◆ Short task
In the data, restate the lines from the one containing "wood plank floor." through the one containing "[322,191,411,283]", inclusive, with "bounding box" swapped for "enclosing rectangle" and nothing else altered.

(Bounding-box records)
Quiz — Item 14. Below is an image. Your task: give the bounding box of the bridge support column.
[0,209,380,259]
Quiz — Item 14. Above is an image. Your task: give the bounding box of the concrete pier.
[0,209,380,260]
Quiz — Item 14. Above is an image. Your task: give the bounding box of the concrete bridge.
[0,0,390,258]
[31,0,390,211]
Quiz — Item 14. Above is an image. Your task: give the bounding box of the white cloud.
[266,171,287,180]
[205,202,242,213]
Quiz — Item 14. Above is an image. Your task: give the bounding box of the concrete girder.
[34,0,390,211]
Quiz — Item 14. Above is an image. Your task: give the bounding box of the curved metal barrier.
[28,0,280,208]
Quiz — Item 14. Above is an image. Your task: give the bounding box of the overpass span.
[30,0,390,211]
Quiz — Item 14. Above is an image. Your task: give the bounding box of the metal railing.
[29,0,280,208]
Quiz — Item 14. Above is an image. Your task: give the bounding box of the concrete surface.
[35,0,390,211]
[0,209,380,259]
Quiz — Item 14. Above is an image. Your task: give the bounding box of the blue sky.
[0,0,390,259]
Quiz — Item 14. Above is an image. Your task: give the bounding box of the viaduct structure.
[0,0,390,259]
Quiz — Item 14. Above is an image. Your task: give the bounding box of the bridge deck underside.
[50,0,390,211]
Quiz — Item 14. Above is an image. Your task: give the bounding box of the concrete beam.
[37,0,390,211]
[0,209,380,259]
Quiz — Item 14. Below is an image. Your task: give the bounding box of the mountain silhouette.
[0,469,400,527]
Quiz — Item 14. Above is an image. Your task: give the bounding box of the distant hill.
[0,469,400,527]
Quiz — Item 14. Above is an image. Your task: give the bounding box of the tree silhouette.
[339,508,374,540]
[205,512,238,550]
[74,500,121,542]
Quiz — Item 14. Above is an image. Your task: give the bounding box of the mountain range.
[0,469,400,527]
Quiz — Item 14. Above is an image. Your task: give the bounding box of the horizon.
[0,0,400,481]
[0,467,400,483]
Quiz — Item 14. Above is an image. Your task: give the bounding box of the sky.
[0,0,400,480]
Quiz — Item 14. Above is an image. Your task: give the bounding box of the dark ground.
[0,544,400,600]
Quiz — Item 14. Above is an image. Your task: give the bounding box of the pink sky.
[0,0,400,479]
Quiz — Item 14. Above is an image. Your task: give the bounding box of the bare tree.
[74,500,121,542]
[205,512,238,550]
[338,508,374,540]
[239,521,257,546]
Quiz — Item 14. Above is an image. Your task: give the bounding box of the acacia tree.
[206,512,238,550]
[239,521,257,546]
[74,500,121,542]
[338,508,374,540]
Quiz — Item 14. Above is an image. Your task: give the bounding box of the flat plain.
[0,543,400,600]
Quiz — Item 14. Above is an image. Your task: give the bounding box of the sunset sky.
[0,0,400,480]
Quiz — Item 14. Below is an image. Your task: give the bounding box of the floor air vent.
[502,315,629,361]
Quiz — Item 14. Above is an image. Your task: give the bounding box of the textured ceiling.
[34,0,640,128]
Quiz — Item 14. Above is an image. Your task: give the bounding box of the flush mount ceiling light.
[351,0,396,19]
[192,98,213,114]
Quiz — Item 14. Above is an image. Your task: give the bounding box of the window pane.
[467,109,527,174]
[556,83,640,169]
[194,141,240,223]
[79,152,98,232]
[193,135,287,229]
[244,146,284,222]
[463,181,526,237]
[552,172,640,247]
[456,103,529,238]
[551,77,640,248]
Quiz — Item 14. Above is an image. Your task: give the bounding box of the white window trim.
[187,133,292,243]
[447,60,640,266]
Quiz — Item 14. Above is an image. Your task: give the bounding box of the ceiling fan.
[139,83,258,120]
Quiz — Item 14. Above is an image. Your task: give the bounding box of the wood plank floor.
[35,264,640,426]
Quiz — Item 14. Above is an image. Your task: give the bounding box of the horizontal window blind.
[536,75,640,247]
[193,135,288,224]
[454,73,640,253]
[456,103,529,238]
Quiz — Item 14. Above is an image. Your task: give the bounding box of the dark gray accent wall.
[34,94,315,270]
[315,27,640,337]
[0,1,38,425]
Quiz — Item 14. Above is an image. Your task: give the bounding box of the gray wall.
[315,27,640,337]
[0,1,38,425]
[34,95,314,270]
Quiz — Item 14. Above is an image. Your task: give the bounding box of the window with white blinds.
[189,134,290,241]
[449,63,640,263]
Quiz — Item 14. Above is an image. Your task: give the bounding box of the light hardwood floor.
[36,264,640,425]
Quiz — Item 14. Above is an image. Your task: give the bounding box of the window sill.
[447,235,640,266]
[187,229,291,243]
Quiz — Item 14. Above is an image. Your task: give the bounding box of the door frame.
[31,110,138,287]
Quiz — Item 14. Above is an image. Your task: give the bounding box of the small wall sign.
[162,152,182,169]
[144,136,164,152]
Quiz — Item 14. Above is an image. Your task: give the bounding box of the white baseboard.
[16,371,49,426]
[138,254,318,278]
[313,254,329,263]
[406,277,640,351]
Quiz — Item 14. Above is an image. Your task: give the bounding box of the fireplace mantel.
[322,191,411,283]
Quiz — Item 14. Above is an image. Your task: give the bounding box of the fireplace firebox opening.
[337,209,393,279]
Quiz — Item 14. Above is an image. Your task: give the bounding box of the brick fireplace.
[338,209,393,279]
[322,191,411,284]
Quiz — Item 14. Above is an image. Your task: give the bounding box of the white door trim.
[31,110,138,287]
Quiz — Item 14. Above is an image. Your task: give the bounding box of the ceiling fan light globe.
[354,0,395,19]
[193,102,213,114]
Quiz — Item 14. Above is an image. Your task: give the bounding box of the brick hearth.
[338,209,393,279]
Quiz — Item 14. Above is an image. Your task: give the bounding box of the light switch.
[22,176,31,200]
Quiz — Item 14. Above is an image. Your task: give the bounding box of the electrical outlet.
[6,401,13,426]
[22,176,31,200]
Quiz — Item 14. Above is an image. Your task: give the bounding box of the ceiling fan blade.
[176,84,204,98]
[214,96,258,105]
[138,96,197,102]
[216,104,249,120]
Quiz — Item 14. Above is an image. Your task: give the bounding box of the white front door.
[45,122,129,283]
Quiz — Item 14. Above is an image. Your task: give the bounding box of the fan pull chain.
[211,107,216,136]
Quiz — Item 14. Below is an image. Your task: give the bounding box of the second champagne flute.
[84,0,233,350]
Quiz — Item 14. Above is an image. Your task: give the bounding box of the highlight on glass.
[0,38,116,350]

◆ Task response
Quiz — Item 14. Above is an image. Your task: give the enclosing rectangle of the wood plank floor.
[35,264,640,426]
Quiz — Item 14. Above is an image. Your task: give the enclosing rectangle of the horizontal window blind.
[536,75,640,247]
[193,135,288,224]
[454,73,640,253]
[456,103,529,238]
Quiz — Item 14. Above is an image. Your task: give the enclosing rectangle of the dark gray accent wall.
[34,94,315,270]
[315,27,640,337]
[0,1,38,425]
Quiz — Item 14. Above is an image. Your task: give the enclosing rectangle of the gray wall.
[315,27,640,337]
[0,1,38,425]
[34,95,314,270]
Quiz — Item 14. Above is an image. Your task: give the enclosing rectangle of the window with white blinds.
[189,134,290,241]
[449,63,640,263]
Quiz — Item 14. Above is an image. Your task: give the enclosing rectangle of the light hardwood floor.
[36,264,640,425]
Quiz — Item 14. Above is an image. Your task: give the enclosing rectangle of the window sill.
[447,235,640,266]
[187,229,291,243]
Quiz — Item 14. Above is an image. Your task: give the enclosing rectangle of the door frame.
[31,110,138,287]
Quiz — Item 14. Above is an image. Your task: give the enclosing rectangle of the small wall sign.
[162,152,182,169]
[144,136,164,152]
Quiz — Item 14. Above is an image. Your task: give the enclosing rectangle of the white baseboard.
[16,371,49,426]
[138,254,318,278]
[313,254,329,263]
[406,277,640,351]
Quiz — Item 14. Above is an image. Your task: give the enclosing rectangle of the fireplace mantel.
[322,191,411,283]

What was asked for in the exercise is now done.